··· Information given

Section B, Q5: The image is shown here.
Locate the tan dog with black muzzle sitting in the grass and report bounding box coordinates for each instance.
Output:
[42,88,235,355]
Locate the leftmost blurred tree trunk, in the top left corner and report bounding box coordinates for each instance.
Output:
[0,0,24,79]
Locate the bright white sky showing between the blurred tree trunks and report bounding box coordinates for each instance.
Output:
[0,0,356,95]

······

Say how many lines of the listing above include the word "blurred", and give no other text.

The completed task | 2